_Текст страницы_

-*-

Чехов понимал, что отъединенность людей друг от друга, футлярность и эгоизм замыкают их на самих себе, не выводя существование на объективный, внешний по отношению к самому человеку уровень. Между тем человек нужен другим точно так же, как и эти "другие" нужны ему. Ведь что остается после человека, когда его индивидуальность, его "я" уничтожится смертью? Остается та его часть, что еще при жизни отпечаталась в "не-я", в других судьбах. То есть, как ни тривиально это звучит, но только труд на общее благо есть гарантия личного бессмертия, только его результаты не могут быть устранены фактом физической смерти. И других путей спасения нет.
Вот почему в человеческом сообществе всегда ценится тот, кто видит наименьшую разницу между собою и другими. Кто выполняет простейшую на первый взгляд, но, по сути, самую трудную заповедь Христа: "Возлюби ближнего, как себя самого". Кто щедро дарит людям свой талант художника, музыканта, писателя. Кто по роду занятий служит людям, например учителя и врачи. Чехов полагал: мы должны уподобиться тому мусульманину, что для спасения души копает колодезь. "Хорошо, если бы каждый из нас оставлял после себя школу, колодезь или что-нибудь вроде, чтобы жизнь не проходила и не уходила в вечность бесследно ("Записная книжка IV"). Это не было красивоговорением для Чехова. О том, сколько школ, библиотек и больниц он открыл, мы хорошо помним. Как помним и то, что, пока физически мог, он подвижнически исполнял и свой врачебный долг – вечный "Доктор А.П. Чехов". И как бы это тяжело для него ни было, как бы ни отвлекало от литературной работы, – никогда не прекращал он деятельно заботиться об "аптечках" и "библиотечках", сохраняя в поле своего внимания то, что в высоком штиле называется творением благих дел, по-иному – благотворительностью. И в этом он, скромный и самоироничный, был неизменен. Ему претили высокие слова о гражданской и общественной мудрости, об умении отдать всего себя на общее дело, о привычке к усиленному труду, строгому порядку в занятиях, помыслах и чувствах. Просто он точно знал, что иначе нельзя, что именно это – источник его нравственной бодрости и духовной крепости. То, что переживет его.

-*-

_Исходные данные_

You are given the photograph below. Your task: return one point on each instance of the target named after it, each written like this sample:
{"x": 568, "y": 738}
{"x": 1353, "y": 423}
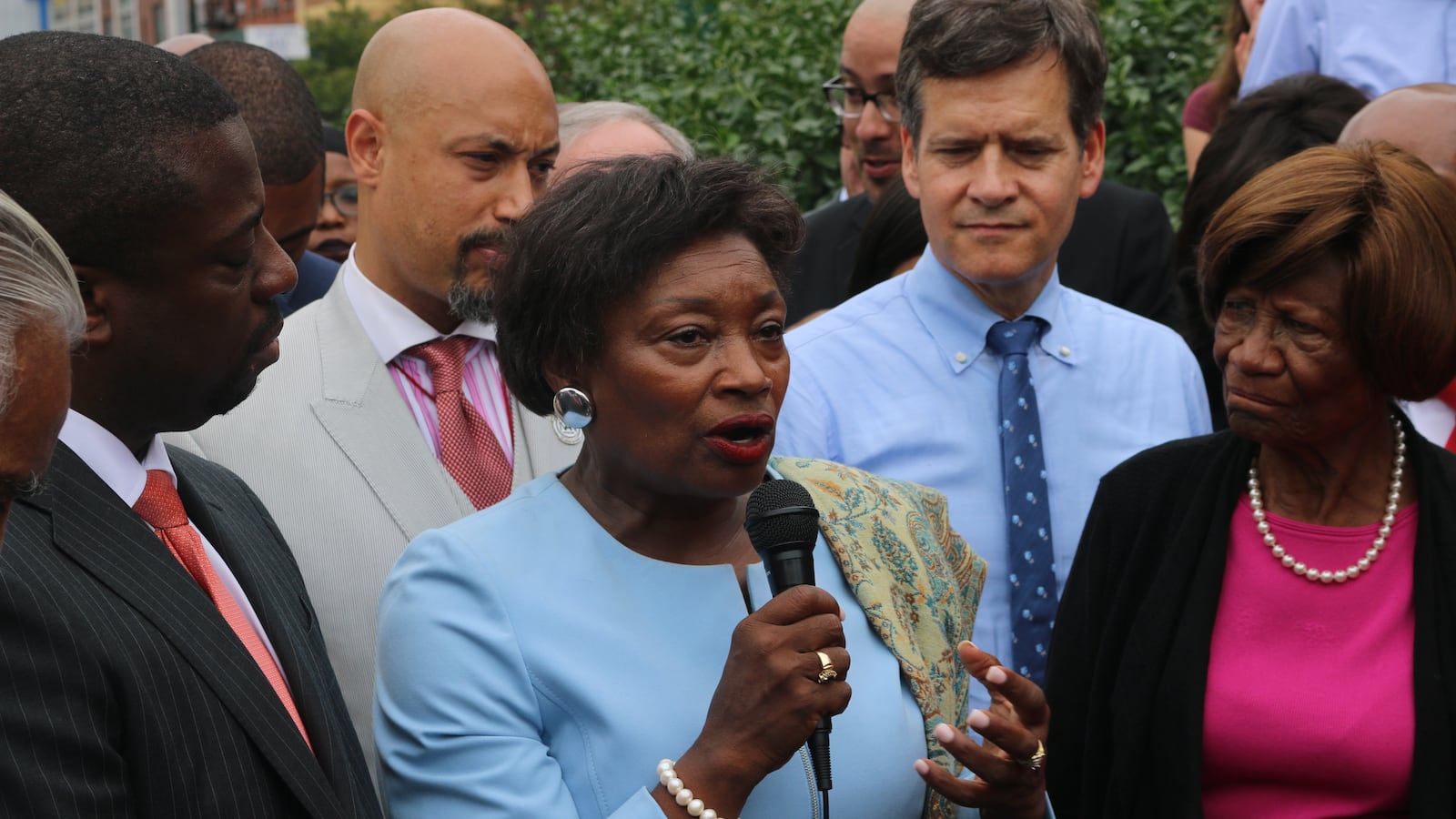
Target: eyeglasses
{"x": 849, "y": 101}
{"x": 344, "y": 200}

-*-

_Примените прочитанное_
[A] Что, согласно тексту о Чехове, делает мусульманин для спасения души?
[B] Определите, согласуются ли с текстом о Чехове утверждения (i), (ii), (iii). Для каждого ответьте «да» или «нет» и приведите решающие слова текста в виде точной цитаты.
(i) Гарантией личного бессмертия служит только труд на общее благо.
(ii) Чехов охотно произносил высокие слова о гражданской мудрости.
(iii) Чехов прекратил заботиться об аптечках, когда это стало отвлекать его от литературной работы.
[C] Перепишите фрагмент текста о Чехове, заменив «эгоизм» на «себялюбие». Начните со слов «Чехов понимал, что» и остановитесь после слов «путей спасения нет.».
Материал взят из другого источника.

_Ответы к заданиям_
[A] Копает колодезь.

[B]
(i) Да: «только труд на общее благо есть гарантия личного бессмертия».
(ii) Нет: «Ему претили высокие слова о гражданской и общественной мудрости».
(iii) Нет: «никогда не прекращал он деятельно заботиться об "аптечках" и "библиотечках"».

[C]
Чехов понимал, что отъединенность людей друг от друга, футлярность и себялюбие замыкают их на самих себе, не выводя существование на объективный, внешний по отношению к самому человеку уровень. Между тем человек нужен другим точно так же, как и эти "другие" нужны ему. Ведь что остается после человека, когда его индивидуальность, его "я" уничтожится смертью? Остается та его часть, что еще при жизни отпечаталась в "не-я", в других судьбах. То есть, как ни тривиально это звучит, но только труд на общее благо есть гарантия личного бессмертия, только его результаты не могут быть устранены фактом физической смерти. И других путей спасения нет.